── Text section ──

New concepts in melanoma from the dermatology perspective were presented by Suraj Venna, MD.
Downregulation of phosphodiesterase type 5 (PDE5A) contributes to the development of invasive melanoma; the use of the PDE5 inhibitor sildenafil was found to increase the risk of melanoma by 84% (JAMA Intern Med. 2014;174:964-970), and a filled prescription for any PDE5 inhibitor within 1 year prior to diagnosis increased the risk of malignant melanoma by 27% (JAMA. 2015;313:2449-2455). A prospective study with clearly defined inclusion and exclusion criteria with dosing is needed before altering current practice, said Venna, Medical Director of the Inova Melanoma and Skin Cancer Center, Fairfax, VA.
Higher caffeinated coffee intake was associated with a modest decrease in the risk of melanoma in a large US cohort (J Natl Cancer Inst. 2015;doi:10.1093/jnci/dju421), but advising high coffee intake is premature, he said.
Evidence from Germany suggests that nationwide skin cancer screening may lead to the prevention of a substantial proportion of melanoma deaths. Every opportunity should be used to screen patients with a complete skin examination, which takes 3 to 4 minutes, Venna urged. Patient detection of melanoma is reliable, he said, and reliance on nondermatologists for detection is encouraged.
Venna finished with a discussion of the selection of patients with thin melanomas for sentinel lymph node (SLN) biopsy. T1b melanoma is defined as a tumor thickness ≤1.0 mm with ulceration, or a mitotic rate ≥1/mm2. But not all T1b melanomas are created equal; there is a survival spectrum within this cohort. Very thin melanomas (0.01-0.50 mm) with a mitotic rate up to 1.99/mm2 have a 10-year survival rate of 97%; survival starts to drop with a mitotic rate ≥2/mm2. Therefore, “T1b is not an automatic recommendation for SLN biopsy,” he said. “When making a decision about SLN biopsy in T1 patients, we need to consider all the available clinical and pathological features.”
The National Comprehensive Cancer Network (NCCN) in 2015 says that no consensus exists regarding the significance of ulceration, mitotic rate, and lymphovascular invasion. The NCCN does not advise SLN biopsy for stage 1A or 1B melanomas ≤0.75 mm, but it can be considered case by case for stage 1A melanomas that are 0.76 to 1.0 mm and in those with uncertainty of microstaging. It should be discussed and offered to patients with stage 1B melanomas that are 0.76 to 1.0 mm with ulceration or an elevated mitotic rate.

───

What you have to do: In the melanoma text, reproduce verbatim the passage from "Higher caffeinated coffee" to "premature, he said.".

── Excerpted records ──

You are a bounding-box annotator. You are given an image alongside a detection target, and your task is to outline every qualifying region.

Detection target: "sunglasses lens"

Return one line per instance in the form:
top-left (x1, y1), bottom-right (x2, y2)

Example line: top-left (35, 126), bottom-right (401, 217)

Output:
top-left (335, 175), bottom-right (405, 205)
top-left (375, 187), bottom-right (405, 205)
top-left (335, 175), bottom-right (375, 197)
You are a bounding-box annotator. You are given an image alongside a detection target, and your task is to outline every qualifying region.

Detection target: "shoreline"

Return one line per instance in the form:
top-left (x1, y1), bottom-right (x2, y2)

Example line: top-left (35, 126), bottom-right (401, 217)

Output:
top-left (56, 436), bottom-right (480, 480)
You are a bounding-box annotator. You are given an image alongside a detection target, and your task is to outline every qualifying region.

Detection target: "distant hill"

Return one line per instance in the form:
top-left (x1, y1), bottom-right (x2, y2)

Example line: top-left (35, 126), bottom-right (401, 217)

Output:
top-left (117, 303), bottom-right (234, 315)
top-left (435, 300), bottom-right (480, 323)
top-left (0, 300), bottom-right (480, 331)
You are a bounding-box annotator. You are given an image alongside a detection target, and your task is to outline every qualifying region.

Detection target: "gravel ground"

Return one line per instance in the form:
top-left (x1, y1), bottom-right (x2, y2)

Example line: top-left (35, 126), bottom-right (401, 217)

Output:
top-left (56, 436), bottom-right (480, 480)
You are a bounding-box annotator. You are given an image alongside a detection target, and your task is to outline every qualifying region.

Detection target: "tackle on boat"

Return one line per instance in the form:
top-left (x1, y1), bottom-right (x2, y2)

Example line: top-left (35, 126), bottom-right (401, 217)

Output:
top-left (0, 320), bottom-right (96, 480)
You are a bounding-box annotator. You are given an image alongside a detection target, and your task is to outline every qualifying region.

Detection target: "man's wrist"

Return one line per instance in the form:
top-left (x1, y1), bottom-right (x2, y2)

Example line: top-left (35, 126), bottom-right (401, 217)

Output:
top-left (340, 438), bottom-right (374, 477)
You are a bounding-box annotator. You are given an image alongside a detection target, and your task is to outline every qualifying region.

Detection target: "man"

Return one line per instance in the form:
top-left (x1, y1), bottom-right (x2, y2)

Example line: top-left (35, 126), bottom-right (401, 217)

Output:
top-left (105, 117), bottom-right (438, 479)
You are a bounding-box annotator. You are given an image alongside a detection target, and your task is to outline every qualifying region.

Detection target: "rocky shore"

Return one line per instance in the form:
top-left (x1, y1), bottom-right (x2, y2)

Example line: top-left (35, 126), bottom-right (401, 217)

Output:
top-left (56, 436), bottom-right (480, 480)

───

Finished task:
Higher caffeinated coffee intake was associated with a modest decrease in the risk of melanoma in a large US cohort (J Natl Cancer Inst. 2015;doi:10.1093/jnci/dju421), but advising high coffee intake is premature, he said.